What is being asked
Write out the whole listing word for word.

Data to process
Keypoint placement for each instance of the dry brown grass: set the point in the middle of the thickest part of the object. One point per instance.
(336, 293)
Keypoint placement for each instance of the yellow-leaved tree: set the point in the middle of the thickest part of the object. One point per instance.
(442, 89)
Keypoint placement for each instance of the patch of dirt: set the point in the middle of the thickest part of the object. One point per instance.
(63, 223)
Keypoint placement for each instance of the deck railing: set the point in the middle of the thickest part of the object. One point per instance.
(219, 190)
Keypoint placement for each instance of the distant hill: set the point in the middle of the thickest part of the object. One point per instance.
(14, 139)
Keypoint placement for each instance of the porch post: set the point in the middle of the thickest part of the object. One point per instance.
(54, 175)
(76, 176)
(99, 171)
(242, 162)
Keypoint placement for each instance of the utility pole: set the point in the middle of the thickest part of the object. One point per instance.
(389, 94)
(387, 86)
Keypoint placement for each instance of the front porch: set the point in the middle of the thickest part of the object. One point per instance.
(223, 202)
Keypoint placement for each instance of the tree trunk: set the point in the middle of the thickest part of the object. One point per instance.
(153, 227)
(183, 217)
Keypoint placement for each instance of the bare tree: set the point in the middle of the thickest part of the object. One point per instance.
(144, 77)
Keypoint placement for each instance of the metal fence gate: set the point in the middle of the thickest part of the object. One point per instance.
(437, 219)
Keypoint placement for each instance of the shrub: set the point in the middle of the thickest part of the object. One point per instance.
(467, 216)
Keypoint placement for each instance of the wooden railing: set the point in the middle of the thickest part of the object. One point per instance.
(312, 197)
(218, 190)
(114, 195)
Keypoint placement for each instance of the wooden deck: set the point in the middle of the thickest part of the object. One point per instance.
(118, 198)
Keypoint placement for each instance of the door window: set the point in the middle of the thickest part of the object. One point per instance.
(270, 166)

Correct answer
Keypoint placement for each instance of the dry brown grass: set the point in the middle of the thickest part of the object. One point per instance.
(336, 293)
Keypoint placement for each instance of the yellow-leaved tree: set the point in the middle of the thickest part of the object. One point per instance.
(442, 89)
Keypoint placement for each instance of the patch of dirt: set the point in the middle of the thickest part of the object. One point per instance.
(63, 223)
Keypoint placement for each instance of the deck railing: set the point in the middle of the thickest part of the object. One point per instance.
(219, 190)
Keypoint placement for each instance of the distant hill: set the point in the middle of the thickest part of the object. One point per instance.
(14, 139)
Keypoint placement for each instance of the porch post: set the point in the middle of the thickest part of the object. One point per instance.
(54, 175)
(76, 176)
(99, 171)
(242, 162)
Keypoint placement for each instance of the utility pole: set the point in the middle of the thickest part of the object. One point per instance.
(389, 94)
(387, 86)
Keypoint placement for each instance of the front porch: set the point in the middle of the thickest part of the object. One point per instance.
(223, 202)
Keypoint placement for each instance of the tree trunk: set the point in the middle of the thickest part of the object. One point per instance.
(153, 227)
(183, 217)
Keypoint placement for each instance of the bare tree: set the point in the middle of the thickest part of the object. One point per instance.
(144, 77)
Keypoint placement for each instance of the metal fence gate: set the point in the middle of the thickest part of the object. One point per instance.
(437, 219)
Keypoint placement for each instance of the shrub: set the point in the middle of the thickest part of the object. One point per instance.
(467, 216)
Keypoint placement for each instance of the wooden railing: set the point in the middle of the thickest part of the object. One point per instance.
(312, 197)
(218, 190)
(114, 195)
Keypoint placement for each instance of the wooden deck: set the point in the middle of the thickest part of the object. One point per instance.
(118, 198)
Keypoint placement for each instance of the door window: set the point in the middle of the thickest part of the object. One point per instance.
(270, 166)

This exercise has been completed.